Re: Non-decimal integer literals

From: David Rowley <dgrowleyml(at)gmail(dot)com>
To: Peter Eisentraut <peter(dot)eisentraut(at)enterprisedb(dot)com>
Cc: John Naylor <john(dot)naylor(at)enterprisedb(dot)com>, pgsql-hackers <pgsql-hackers(at)postgresql(dot)org>
Subject: Re: Non-decimal integer literals
Date: 2022-11-28 23:43:33
Message-ID: CAApHDvpBTHL58j6UmnUyrz=5h15NhY30_AvZ_5fQ7LJMhMcyxA@mail.gmail.com
Views: Raw Message | Whole Thread | Download mbox | Resend email
Thread:
Lists: pgsql-hackers

On Sat, 26 Nov 2022 at 05:13, Peter Eisentraut
<peter(dot)eisentraut(at)enterprisedb(dot)com> wrote:
>
> On 24.11.22 10:13, David Rowley wrote:
> > I
> > remember many years ago and several jobs ago when working with SQL
> > Server being able to speed up importing data using hexadecimal
> > DATETIMEs. I can't think why else you might want to represent a
> > DATETIME as a hexstring, so I assumed this was a large part of the use
> > case for INTs in PostgreSQL. Are you telling me that better
> > performance is not something anyone will want out of this feature?

- SET TASK A -
Pull out every line of the entries that contains the string "pipe", with case counting.
The mailing list message and the entries have nothing to do with each other.

- DATA LISTING -
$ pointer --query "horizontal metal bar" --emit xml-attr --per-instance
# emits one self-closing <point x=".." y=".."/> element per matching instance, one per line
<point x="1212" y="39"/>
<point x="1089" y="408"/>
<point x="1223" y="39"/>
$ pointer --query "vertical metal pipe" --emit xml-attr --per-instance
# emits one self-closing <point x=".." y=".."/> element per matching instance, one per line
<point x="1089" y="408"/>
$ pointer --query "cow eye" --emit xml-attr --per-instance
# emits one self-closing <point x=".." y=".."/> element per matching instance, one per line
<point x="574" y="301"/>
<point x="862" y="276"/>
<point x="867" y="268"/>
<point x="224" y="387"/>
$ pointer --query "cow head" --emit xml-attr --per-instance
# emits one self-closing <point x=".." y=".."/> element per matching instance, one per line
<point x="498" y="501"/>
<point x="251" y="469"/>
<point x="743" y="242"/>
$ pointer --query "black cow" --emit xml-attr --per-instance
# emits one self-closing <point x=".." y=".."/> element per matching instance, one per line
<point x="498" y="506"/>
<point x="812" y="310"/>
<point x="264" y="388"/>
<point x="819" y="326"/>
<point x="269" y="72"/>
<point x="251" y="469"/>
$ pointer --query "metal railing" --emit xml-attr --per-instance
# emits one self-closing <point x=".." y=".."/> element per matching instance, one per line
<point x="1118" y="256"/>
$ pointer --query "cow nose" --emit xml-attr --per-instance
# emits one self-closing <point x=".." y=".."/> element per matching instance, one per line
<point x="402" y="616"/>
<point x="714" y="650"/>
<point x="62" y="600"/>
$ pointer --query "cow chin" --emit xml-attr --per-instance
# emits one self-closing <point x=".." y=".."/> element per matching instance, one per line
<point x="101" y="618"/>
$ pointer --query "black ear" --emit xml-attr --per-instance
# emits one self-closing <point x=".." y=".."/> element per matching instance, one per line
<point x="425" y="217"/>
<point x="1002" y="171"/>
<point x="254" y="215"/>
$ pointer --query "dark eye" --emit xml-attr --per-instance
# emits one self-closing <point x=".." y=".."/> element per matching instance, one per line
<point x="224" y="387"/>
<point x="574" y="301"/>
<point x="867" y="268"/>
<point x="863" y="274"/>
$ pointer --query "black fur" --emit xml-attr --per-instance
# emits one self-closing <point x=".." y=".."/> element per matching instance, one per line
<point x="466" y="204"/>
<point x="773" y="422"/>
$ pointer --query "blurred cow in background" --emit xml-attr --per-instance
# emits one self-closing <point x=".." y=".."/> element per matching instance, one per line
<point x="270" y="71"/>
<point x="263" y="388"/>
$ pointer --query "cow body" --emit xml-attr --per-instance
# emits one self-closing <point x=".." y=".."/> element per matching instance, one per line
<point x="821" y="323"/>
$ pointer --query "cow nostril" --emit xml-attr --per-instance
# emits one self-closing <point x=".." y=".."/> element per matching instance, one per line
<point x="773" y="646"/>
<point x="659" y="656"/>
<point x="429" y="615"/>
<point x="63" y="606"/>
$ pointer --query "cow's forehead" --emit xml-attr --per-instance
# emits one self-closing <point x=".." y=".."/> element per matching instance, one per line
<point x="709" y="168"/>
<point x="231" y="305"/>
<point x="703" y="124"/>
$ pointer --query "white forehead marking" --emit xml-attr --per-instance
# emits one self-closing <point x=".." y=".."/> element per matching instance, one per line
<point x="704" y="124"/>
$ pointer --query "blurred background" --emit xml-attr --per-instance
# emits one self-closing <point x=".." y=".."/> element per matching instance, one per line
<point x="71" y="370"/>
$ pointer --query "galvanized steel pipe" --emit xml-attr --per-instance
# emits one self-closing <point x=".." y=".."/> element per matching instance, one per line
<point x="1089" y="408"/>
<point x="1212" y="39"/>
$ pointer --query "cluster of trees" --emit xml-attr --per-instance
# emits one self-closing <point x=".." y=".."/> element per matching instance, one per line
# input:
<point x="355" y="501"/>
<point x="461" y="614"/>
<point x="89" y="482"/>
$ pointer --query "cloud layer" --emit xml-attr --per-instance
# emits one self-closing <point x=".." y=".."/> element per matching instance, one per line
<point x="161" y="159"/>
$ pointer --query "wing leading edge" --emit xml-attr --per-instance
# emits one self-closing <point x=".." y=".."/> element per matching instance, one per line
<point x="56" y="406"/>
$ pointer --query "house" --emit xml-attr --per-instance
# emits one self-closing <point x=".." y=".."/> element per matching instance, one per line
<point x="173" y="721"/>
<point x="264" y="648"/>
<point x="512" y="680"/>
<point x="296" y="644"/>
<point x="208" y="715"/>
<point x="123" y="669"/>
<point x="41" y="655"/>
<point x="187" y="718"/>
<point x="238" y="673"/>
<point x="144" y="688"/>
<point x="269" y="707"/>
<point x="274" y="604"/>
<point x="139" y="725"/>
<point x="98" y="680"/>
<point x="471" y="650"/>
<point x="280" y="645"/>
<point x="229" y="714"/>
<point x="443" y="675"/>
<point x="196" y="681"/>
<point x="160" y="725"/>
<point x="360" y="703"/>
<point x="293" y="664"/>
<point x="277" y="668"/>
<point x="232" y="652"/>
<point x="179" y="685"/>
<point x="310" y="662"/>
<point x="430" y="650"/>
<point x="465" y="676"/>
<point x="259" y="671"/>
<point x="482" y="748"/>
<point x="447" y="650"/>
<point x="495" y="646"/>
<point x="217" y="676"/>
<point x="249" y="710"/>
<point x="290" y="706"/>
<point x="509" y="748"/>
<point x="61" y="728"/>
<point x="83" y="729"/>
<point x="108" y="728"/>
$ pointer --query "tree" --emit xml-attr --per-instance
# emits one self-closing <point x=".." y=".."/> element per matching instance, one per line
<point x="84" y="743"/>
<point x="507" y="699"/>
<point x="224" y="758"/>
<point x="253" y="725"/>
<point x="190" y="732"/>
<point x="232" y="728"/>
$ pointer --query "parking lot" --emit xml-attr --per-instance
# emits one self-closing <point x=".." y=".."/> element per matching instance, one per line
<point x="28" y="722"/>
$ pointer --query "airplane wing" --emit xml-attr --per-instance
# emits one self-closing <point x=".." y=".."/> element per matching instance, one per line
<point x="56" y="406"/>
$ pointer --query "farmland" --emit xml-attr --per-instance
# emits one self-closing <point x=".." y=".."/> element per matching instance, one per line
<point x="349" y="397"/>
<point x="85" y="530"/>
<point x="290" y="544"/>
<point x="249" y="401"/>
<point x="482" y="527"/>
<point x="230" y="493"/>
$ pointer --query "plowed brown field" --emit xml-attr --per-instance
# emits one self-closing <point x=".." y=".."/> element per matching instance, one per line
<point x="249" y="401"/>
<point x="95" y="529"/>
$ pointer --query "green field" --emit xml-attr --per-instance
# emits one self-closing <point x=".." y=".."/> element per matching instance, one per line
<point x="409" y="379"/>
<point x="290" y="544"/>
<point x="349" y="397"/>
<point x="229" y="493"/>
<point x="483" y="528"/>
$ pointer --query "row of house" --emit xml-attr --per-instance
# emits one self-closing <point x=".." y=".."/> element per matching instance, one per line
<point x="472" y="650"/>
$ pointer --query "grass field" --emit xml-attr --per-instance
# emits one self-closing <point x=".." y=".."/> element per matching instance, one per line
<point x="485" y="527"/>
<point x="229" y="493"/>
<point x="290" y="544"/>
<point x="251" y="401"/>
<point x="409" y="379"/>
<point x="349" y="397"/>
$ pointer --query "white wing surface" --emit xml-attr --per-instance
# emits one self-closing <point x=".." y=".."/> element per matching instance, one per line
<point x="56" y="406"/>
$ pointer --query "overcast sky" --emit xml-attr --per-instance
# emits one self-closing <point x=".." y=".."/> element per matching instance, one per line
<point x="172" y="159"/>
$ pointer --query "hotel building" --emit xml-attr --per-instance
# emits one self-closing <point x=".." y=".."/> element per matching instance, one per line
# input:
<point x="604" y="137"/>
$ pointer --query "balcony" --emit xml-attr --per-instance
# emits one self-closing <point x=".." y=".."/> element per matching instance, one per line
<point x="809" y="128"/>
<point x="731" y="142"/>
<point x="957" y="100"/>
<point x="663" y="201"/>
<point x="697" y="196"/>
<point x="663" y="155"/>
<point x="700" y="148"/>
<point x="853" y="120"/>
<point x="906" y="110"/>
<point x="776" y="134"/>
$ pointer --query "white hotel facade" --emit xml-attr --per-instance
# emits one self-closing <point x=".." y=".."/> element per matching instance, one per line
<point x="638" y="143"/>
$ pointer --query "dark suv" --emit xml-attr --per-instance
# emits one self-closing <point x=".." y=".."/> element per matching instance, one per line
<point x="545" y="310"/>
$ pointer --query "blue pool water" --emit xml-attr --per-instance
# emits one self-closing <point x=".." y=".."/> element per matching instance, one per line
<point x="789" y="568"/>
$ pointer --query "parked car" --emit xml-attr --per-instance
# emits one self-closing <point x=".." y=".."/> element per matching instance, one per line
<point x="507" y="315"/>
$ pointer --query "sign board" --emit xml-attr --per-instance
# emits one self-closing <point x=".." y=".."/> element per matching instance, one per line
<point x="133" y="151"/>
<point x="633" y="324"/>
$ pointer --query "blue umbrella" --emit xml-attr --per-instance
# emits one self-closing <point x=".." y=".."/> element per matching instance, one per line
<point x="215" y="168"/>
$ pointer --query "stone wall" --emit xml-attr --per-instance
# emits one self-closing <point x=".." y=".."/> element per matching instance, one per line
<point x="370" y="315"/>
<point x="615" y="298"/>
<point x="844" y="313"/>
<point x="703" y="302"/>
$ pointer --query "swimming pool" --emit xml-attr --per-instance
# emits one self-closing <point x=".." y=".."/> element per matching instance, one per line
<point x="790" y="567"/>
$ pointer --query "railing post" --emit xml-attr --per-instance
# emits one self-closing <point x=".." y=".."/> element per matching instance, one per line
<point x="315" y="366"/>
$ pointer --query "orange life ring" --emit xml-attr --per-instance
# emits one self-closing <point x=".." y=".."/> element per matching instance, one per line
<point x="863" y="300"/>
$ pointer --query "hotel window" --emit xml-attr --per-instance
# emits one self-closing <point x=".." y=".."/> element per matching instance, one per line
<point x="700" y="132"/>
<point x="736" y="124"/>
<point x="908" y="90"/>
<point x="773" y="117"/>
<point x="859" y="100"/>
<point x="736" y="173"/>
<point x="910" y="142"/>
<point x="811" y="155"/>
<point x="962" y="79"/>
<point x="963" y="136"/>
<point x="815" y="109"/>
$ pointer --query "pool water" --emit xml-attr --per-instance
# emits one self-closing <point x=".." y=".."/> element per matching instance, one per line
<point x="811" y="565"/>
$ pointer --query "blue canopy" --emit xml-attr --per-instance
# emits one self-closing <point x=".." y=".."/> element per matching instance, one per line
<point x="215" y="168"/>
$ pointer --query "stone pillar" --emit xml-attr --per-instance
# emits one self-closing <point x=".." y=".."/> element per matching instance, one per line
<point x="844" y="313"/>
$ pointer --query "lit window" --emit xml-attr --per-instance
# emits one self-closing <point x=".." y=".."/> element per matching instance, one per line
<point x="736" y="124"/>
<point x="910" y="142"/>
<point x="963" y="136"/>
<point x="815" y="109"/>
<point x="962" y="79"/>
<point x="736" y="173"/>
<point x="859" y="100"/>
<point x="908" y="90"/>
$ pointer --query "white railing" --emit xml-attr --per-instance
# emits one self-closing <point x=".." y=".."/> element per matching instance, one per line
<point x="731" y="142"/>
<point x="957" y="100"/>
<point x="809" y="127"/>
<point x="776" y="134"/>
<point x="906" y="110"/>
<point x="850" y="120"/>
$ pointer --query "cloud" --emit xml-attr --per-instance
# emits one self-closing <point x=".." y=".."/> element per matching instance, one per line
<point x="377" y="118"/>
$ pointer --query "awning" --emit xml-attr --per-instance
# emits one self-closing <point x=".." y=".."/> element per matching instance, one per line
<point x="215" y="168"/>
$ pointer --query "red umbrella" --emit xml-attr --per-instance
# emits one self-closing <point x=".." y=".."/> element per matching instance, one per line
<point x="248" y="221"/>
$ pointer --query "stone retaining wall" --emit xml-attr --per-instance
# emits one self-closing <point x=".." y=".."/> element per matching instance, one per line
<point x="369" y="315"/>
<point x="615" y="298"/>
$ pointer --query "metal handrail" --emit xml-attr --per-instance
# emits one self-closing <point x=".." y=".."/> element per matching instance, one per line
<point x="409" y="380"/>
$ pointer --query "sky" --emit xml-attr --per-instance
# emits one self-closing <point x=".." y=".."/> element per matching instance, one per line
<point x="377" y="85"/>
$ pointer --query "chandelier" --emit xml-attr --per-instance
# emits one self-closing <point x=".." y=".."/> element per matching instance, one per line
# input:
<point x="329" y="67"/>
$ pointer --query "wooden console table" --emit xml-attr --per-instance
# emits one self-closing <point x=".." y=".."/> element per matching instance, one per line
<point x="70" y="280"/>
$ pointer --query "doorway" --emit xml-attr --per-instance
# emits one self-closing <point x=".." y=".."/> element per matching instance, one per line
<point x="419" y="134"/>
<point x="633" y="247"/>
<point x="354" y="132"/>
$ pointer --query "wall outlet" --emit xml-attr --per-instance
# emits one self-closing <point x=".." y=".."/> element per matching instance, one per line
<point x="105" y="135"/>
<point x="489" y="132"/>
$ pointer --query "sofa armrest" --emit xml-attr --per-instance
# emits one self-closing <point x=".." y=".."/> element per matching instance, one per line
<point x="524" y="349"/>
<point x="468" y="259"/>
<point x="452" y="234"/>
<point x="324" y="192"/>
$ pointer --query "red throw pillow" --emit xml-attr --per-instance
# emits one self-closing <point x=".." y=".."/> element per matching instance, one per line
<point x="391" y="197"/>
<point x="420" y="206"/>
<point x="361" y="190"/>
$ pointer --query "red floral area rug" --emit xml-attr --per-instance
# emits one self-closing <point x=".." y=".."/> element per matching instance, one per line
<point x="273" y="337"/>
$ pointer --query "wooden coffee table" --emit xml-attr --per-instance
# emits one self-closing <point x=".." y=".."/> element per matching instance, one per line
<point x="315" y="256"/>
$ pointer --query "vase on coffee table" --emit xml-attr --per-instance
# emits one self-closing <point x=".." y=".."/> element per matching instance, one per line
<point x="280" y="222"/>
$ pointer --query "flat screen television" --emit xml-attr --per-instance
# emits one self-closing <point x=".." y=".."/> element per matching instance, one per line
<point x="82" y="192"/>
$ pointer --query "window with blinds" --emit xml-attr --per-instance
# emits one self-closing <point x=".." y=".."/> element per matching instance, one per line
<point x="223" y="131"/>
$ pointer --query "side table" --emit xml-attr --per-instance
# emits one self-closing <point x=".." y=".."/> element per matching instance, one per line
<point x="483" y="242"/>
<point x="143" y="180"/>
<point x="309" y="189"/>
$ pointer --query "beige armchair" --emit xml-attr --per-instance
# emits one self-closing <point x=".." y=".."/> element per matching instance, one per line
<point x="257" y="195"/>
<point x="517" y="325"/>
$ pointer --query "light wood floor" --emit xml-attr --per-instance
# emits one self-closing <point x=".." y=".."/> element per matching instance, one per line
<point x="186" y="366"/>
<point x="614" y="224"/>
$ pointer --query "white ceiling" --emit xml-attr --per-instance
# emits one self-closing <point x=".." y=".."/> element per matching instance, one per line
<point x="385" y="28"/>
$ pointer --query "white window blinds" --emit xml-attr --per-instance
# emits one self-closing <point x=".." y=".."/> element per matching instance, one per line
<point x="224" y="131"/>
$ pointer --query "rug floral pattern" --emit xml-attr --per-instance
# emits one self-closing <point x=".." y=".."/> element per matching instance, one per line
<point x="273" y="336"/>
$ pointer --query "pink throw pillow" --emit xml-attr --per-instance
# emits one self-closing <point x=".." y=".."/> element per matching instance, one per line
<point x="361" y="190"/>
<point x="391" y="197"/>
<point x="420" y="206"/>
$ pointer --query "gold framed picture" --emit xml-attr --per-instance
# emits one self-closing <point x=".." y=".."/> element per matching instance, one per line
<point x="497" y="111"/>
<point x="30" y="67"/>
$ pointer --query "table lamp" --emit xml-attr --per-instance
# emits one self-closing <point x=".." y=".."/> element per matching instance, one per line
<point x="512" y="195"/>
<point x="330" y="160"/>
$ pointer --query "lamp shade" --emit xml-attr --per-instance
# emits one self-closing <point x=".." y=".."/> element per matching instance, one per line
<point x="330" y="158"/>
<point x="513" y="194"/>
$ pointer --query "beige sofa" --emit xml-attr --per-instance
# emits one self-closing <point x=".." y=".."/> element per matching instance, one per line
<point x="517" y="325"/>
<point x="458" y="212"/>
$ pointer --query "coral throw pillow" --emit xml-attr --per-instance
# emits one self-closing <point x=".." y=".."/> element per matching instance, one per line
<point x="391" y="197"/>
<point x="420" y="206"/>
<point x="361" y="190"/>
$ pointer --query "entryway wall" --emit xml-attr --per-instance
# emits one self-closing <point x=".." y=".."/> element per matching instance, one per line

- SET TASK B -
List every option that appears on the Views line of the mailing list message.

- FINAL RESULT A -
$ pointer --query "vertical metal pipe" --emit xml-attr --per-instance
$ pointer --query "galvanized steel pipe" --emit xml-attr --per-instance

- FINAL RESULT B -
Raw Message
Whole Thread
Download mbox
Resend email